------ Source text

SV: So when you photographed the Wood Work series in Nigeria in black & white was it because it took you back to the past?
MM: Yes. I photographed those people in Nigeria because they live in miserable conditions. They have absolutely nothing, not even a piece of land. I looked and photographed in black & white – it was just spontaneous.
SV: What does the “other” mean to you?
MM: What would the “other” be without me, or what would I be without the “other”? Man is what he is because there is another man.
SV: The titles you give your photographs are objective and direct. Don’t you believe in the power of words?
MM: I believe in the power of words, but I also believe in the opposite, that one picture is worth a thousand words. To me, photography is the poetry of immobility. It is through photography that instants reveal their true selves. It is through photography that people learn something about realities that they had never even imagined. It is through my photographs that I construct verses and stanzas; through the way the light reflects… I tell stories which at times are very familiar to us but which we can’t see. Photography allows us to perceive and reflect on reality more closely.
SV: In some photographs, you adopt the role of a voyeur. Do you agree?
MM: Not at all. I never take photographs at a distance because I like to create a relationship between the camera and the people I shoot. I don’t steal when I photograph. I talk to the people, enter into their lives and forget about my own. I take close-ups, using a 16-35 mm or 18-55 mm wide-angle lens, and on rare occasions a 70-105 mm lens (only when I want to cause an effect on the sides and in the background).
SV: What criteria did you use to select the photographs for this exhibition and catalogue?

------------
------ Source material

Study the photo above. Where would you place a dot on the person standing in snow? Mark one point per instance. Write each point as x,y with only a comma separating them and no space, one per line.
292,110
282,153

------------

Work instruction: Continue the photography interview from its last line, writing the reply that answers the final question.

Written answer:
MM: I made a very personal selection of some of my work, based above all on the message. They are images of situations that are largely unknown. I want people to look and think about them. In the first part of the catalogue, I’ve included a series I did on the Zionists (popularly known as the “Maziones”), members of a traditional religion of some importance in Mozambique. Most of its members live in rural areas or on the outskirts of large cities. In general, they don’t have access to hospitals and that is why they invoke the holy spirit and the divine cure through the actions of miracles. They perform ceremonies such as baptisms and practice rituals involving animal sacrifices. The Zionist Church is based around the figure of the pastor (mifundisi, in Tsonga), who has various talents and presides at ceremonies. The second part of the catalogue consists of photographs taken in Makoko in Nigeria, a slum in Yaba, in the suburbs of Lagos. In this oil-rich country, a plot of land can cost millions of dollars. So large numbers of homeless and poor have created a community of wooden and corrugated zinc huts on stilts in the sea. The polluted water is their only means of communication and boats are their sole means of transport. Their lives depend on water and wood. But logging and water pollution cause serious environmental damage, mainly due to the systematic felling of trees. In general, I also focused a lot on specific technical aspects. The light is very important in this context.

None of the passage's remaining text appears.